Task objective
This task calls for copying every line of the records that includes the word "positive".

(Data items)

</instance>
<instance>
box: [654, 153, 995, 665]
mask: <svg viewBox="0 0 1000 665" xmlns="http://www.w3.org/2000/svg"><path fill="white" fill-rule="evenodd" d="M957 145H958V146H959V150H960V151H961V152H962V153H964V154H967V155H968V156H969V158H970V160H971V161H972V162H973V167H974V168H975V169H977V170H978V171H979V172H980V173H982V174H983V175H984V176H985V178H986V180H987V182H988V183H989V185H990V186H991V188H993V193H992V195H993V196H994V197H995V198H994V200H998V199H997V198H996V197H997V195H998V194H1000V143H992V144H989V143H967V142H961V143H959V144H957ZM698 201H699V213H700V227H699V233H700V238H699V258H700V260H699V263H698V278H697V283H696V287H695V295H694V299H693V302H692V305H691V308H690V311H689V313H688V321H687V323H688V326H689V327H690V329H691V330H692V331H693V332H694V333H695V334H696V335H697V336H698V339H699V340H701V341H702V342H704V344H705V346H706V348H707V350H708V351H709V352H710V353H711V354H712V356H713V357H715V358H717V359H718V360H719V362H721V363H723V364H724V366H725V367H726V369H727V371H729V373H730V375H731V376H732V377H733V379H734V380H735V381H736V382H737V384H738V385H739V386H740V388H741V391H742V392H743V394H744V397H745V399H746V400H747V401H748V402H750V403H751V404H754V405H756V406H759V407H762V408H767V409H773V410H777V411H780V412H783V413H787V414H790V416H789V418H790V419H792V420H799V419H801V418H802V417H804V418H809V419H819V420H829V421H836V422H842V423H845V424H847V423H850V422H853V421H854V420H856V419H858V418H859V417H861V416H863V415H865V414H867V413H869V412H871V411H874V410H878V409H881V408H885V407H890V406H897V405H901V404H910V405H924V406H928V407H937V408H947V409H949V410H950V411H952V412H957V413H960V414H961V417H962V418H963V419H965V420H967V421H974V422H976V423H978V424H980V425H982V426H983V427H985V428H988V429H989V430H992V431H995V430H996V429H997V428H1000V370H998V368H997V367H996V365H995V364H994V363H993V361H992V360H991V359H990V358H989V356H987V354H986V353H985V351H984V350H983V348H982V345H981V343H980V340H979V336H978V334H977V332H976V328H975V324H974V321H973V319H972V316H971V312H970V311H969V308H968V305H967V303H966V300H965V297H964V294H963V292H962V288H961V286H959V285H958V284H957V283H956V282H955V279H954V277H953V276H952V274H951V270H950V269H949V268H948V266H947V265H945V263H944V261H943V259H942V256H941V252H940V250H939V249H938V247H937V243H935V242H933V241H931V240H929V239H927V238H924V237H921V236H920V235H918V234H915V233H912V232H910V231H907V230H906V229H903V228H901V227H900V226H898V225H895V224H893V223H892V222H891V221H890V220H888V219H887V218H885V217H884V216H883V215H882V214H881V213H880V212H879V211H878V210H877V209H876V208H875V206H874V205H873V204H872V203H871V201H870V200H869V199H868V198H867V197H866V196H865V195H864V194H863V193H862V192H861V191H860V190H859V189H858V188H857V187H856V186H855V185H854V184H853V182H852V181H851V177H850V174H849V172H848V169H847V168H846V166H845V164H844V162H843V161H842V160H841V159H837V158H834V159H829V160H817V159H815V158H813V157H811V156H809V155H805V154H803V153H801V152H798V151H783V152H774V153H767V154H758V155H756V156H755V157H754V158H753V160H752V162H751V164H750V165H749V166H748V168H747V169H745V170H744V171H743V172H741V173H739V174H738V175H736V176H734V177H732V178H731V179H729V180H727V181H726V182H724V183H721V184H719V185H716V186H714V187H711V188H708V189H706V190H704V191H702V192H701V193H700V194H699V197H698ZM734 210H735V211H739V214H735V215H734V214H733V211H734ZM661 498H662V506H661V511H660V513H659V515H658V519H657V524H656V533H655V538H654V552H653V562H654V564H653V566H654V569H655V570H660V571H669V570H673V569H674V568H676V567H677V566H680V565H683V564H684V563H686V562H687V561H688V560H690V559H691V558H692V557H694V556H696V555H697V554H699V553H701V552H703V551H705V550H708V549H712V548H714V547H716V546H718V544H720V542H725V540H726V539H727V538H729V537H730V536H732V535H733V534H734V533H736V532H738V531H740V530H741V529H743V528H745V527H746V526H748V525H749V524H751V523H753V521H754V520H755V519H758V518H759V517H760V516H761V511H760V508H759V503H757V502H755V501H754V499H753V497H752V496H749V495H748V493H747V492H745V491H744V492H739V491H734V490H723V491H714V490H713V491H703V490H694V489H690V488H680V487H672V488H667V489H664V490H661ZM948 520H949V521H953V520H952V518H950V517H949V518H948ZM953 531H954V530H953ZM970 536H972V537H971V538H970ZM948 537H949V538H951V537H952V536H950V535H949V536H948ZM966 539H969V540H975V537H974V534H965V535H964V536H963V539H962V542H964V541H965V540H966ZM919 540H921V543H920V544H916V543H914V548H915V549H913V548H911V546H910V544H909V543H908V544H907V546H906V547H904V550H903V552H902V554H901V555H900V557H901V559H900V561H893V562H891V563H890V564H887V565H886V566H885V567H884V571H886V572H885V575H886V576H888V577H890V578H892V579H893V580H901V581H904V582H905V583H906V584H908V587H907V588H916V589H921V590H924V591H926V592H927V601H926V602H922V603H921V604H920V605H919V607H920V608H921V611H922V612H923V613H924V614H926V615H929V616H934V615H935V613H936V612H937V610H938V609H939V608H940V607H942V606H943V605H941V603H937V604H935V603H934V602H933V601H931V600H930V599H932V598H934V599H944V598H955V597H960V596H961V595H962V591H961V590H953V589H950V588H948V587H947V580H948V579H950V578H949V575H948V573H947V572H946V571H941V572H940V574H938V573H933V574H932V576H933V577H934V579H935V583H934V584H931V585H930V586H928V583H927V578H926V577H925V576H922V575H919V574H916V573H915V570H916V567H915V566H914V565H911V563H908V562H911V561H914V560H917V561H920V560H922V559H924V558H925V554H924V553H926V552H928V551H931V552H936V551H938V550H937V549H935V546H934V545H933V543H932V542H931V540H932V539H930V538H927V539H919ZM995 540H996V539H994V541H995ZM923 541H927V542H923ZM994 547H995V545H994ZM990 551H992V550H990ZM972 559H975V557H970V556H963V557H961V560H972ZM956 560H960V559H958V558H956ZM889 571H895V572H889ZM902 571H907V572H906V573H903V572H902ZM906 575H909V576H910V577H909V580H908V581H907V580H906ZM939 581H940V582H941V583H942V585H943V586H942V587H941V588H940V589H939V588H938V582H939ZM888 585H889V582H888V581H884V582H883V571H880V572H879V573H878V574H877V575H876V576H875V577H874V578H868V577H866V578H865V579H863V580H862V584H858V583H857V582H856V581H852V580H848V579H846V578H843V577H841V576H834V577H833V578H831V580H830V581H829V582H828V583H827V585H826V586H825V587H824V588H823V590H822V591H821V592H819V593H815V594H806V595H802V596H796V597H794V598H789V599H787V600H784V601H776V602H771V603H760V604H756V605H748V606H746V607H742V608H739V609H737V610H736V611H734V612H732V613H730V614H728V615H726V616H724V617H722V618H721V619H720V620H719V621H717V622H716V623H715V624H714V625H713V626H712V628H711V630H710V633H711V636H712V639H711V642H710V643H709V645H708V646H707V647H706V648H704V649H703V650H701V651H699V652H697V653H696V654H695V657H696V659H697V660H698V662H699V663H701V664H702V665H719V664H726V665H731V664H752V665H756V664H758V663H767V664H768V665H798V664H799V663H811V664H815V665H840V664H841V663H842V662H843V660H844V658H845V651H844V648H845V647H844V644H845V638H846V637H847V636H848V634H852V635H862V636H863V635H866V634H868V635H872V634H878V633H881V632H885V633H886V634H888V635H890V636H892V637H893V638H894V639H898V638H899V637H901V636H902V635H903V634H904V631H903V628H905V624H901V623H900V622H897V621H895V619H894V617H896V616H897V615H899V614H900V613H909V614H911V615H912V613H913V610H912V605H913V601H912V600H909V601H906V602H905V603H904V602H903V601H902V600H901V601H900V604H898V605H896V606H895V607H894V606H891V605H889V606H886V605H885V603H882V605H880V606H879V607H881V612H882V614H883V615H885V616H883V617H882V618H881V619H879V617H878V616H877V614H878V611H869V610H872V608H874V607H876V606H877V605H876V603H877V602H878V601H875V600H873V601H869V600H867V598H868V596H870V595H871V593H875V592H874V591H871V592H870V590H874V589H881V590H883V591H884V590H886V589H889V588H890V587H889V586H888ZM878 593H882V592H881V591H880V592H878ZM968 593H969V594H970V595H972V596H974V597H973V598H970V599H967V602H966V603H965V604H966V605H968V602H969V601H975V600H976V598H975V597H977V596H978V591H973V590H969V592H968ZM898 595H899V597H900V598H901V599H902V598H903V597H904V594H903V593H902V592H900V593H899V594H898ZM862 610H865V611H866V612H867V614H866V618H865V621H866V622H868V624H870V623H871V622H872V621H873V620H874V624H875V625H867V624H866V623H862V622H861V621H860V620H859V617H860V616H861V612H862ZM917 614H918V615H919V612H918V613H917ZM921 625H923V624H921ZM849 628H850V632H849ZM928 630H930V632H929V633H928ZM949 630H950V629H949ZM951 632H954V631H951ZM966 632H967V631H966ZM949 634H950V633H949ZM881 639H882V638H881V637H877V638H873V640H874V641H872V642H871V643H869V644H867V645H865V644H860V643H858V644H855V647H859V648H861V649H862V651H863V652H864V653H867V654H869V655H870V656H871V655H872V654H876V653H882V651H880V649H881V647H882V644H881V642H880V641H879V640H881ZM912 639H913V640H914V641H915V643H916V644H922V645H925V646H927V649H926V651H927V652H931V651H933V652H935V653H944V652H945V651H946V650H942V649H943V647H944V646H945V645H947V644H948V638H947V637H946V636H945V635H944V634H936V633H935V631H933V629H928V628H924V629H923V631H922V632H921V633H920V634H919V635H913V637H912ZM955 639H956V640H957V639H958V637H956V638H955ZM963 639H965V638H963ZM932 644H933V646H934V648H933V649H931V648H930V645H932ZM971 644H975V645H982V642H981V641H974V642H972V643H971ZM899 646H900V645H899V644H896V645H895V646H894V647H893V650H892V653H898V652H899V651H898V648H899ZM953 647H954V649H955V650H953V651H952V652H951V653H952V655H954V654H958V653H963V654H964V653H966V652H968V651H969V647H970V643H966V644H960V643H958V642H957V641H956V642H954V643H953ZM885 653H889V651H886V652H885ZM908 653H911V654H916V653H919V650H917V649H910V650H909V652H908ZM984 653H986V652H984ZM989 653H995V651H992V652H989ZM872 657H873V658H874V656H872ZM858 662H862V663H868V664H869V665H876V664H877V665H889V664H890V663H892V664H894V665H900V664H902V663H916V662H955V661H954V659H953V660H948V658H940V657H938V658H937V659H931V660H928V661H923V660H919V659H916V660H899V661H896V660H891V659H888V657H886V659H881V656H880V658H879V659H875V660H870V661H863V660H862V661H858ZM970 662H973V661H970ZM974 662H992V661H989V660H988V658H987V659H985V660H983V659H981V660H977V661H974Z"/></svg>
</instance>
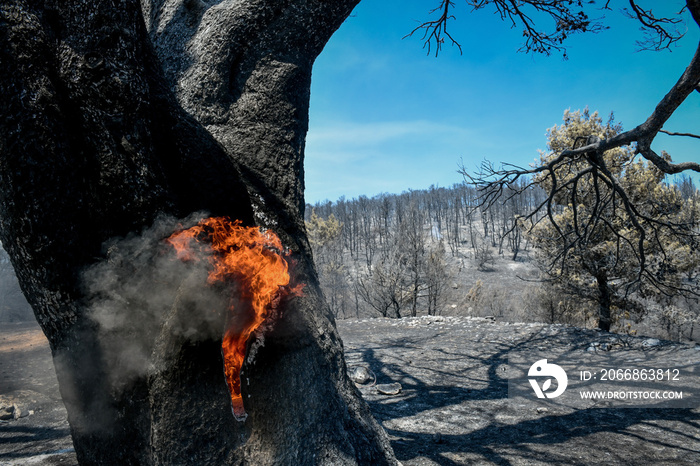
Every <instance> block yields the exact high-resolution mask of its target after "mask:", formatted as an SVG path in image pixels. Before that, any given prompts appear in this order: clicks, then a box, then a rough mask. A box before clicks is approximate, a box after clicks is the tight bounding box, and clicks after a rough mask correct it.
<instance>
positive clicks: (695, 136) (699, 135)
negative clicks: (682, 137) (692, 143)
mask: <svg viewBox="0 0 700 466" xmlns="http://www.w3.org/2000/svg"><path fill="white" fill-rule="evenodd" d="M659 133H664V134H668V135H669V136H687V137H689V138H696V139H700V135H697V134H693V133H675V132H673V131H666V130H665V129H660V130H659Z"/></svg>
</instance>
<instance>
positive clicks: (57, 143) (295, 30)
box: [0, 0, 396, 465]
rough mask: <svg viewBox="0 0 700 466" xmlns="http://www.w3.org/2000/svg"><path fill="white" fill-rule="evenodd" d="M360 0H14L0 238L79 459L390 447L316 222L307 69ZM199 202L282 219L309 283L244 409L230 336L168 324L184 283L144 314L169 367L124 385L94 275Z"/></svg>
mask: <svg viewBox="0 0 700 466" xmlns="http://www.w3.org/2000/svg"><path fill="white" fill-rule="evenodd" d="M358 1H359V0H348V1H345V0H339V1H334V2H320V1H312V0H289V1H265V0H236V1H232V0H229V1H201V0H158V1H149V0H143V1H142V2H140V3H139V2H138V1H136V0H124V1H120V2H115V1H107V0H95V1H89V2H88V1H85V0H73V1H63V0H62V1H58V0H54V1H51V0H48V1H45V2H35V1H31V0H4V1H2V2H0V37H1V40H2V43H3V44H4V45H3V47H1V48H0V64H1V65H2V70H3V72H2V74H0V114H1V115H2V117H1V118H0V219H1V220H0V221H1V228H0V239H1V240H2V243H3V245H4V246H5V248H6V249H7V252H8V253H9V255H10V257H11V259H12V263H13V265H14V267H15V269H16V271H17V275H18V277H19V280H20V283H21V286H22V289H23V291H24V293H25V295H26V297H27V298H28V300H29V302H30V303H31V305H32V307H33V309H34V312H35V315H36V317H37V320H38V321H39V323H40V325H41V327H42V329H43V331H44V333H45V334H46V336H47V337H48V339H49V342H50V344H51V349H52V352H53V355H54V362H55V364H56V368H57V375H58V379H59V385H60V389H61V393H62V396H63V399H64V402H65V404H66V408H67V410H68V415H69V422H70V425H71V432H72V436H73V442H74V445H75V449H76V453H77V456H78V458H79V461H80V462H81V463H82V464H120V465H123V464H146V465H147V464H232V463H235V464H243V463H247V464H316V463H333V464H394V463H395V462H396V460H395V459H394V457H393V453H392V450H391V447H390V445H389V443H388V440H387V437H386V434H385V433H384V431H383V430H382V429H381V427H379V425H378V424H377V423H376V422H375V421H374V420H373V419H372V417H371V415H370V414H369V411H368V408H367V406H366V405H365V403H364V402H363V401H362V399H361V397H360V396H359V394H358V392H357V391H356V389H355V387H354V385H352V383H351V382H349V380H348V378H347V376H346V371H345V366H344V362H343V357H342V345H341V343H340V340H339V338H338V335H337V333H336V330H335V326H334V323H333V320H332V317H331V315H330V313H329V310H328V307H327V305H326V304H325V303H324V301H323V298H322V296H321V293H320V291H319V286H318V280H317V277H316V272H315V270H314V267H313V263H312V260H311V254H310V248H309V244H308V241H307V238H306V234H305V230H304V223H303V210H304V201H303V187H304V181H303V167H302V157H303V149H304V138H305V134H306V130H307V126H308V105H309V88H310V79H311V68H312V64H313V62H314V59H315V57H316V56H317V55H318V54H319V53H320V52H321V50H322V48H323V46H324V44H325V43H326V41H327V40H328V39H329V38H330V36H331V34H332V33H333V32H334V31H335V30H336V29H337V28H338V27H339V26H340V24H341V23H342V22H343V20H344V19H345V18H346V17H347V16H348V15H349V14H350V12H351V11H352V8H353V7H354V6H355V4H356V3H358ZM198 211H205V212H208V213H209V214H211V215H226V216H229V217H231V218H235V219H239V220H241V221H242V222H243V223H244V224H247V225H254V224H256V225H261V226H263V227H267V228H271V229H273V230H274V231H275V232H277V233H278V234H279V235H280V237H281V239H282V241H283V243H284V244H285V246H286V247H288V248H290V250H291V251H292V252H293V257H294V259H295V261H296V267H295V275H296V279H297V281H298V282H301V283H304V284H305V285H306V286H305V288H304V294H303V297H295V298H291V299H289V300H288V301H287V302H285V303H283V307H284V312H283V313H282V314H281V315H280V316H279V317H278V319H277V320H276V322H275V324H274V325H273V326H271V327H269V328H268V329H267V331H266V333H265V343H264V345H257V346H256V353H255V357H254V358H249V359H248V360H247V362H246V364H245V365H244V368H243V373H244V377H245V380H246V383H244V384H243V388H242V389H243V396H244V399H245V404H246V409H247V411H248V414H249V417H248V419H247V421H246V422H245V423H239V422H237V421H235V420H234V419H233V417H232V416H231V409H230V400H229V395H228V392H227V390H226V385H225V382H224V380H223V376H222V356H221V351H220V344H221V340H220V338H219V339H218V340H217V339H216V338H212V337H211V336H204V337H202V336H201V335H199V336H197V335H194V336H192V335H189V336H188V335H187V334H182V333H177V332H171V326H172V325H175V324H174V323H173V322H175V323H176V322H177V319H180V318H183V316H184V315H186V313H187V309H188V306H190V304H188V303H189V301H188V298H187V296H184V297H183V296H176V297H175V298H174V302H173V305H172V312H173V313H174V314H173V315H174V317H173V315H171V316H165V317H162V316H161V317H162V318H161V319H160V320H158V319H155V322H151V323H149V324H148V325H152V327H149V326H148V325H146V324H143V326H145V327H146V328H148V329H151V330H153V329H155V330H156V331H155V332H145V333H146V336H148V337H150V338H151V340H150V341H148V342H147V344H146V347H147V349H148V350H149V351H150V352H151V353H150V354H151V358H152V361H149V362H150V363H152V364H153V365H154V366H155V367H158V368H160V369H158V370H156V373H154V372H153V370H151V372H148V373H145V374H140V375H138V376H136V377H134V378H132V379H130V380H129V383H121V384H117V383H115V382H114V380H115V375H114V374H113V373H111V372H110V371H112V367H113V366H111V365H110V364H107V363H106V361H105V348H104V345H103V344H102V343H101V342H100V339H99V328H98V327H99V326H98V324H97V323H96V322H95V321H94V319H92V318H91V315H90V306H91V302H90V297H89V290H88V289H86V285H85V282H84V274H85V272H86V271H87V270H90V269H91V268H93V267H94V266H95V264H99V263H101V262H104V261H105V260H106V258H107V256H108V255H109V248H105V246H104V245H105V244H106V243H107V242H108V241H110V239H111V238H115V237H123V236H127V235H129V234H133V233H138V232H140V231H141V230H143V229H144V228H146V227H149V226H150V225H152V224H153V223H154V221H155V220H156V218H158V217H159V216H162V215H164V214H167V215H170V216H173V217H177V218H184V217H186V216H188V215H189V214H191V213H193V212H198ZM135 306H136V307H137V306H138V304H137V303H136V304H135V303H133V302H124V303H123V309H119V308H117V309H115V310H114V313H115V314H116V315H115V317H117V318H118V317H119V313H120V312H122V311H124V312H127V310H128V311H129V312H133V308H134V307H135ZM127 308H128V309H127ZM166 317H167V318H166ZM171 317H172V318H171ZM136 320H138V319H136ZM215 320H216V319H215ZM129 325H130V327H128V328H129V329H130V330H129V332H132V333H133V334H138V333H139V332H142V333H143V332H144V331H143V329H142V328H141V327H142V325H141V323H140V322H131V323H129ZM129 332H126V333H125V334H124V338H129V336H130V335H132V333H129Z"/></svg>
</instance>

Response area
positive clicks: (695, 136) (699, 135)
positive clicks: (57, 143) (295, 30)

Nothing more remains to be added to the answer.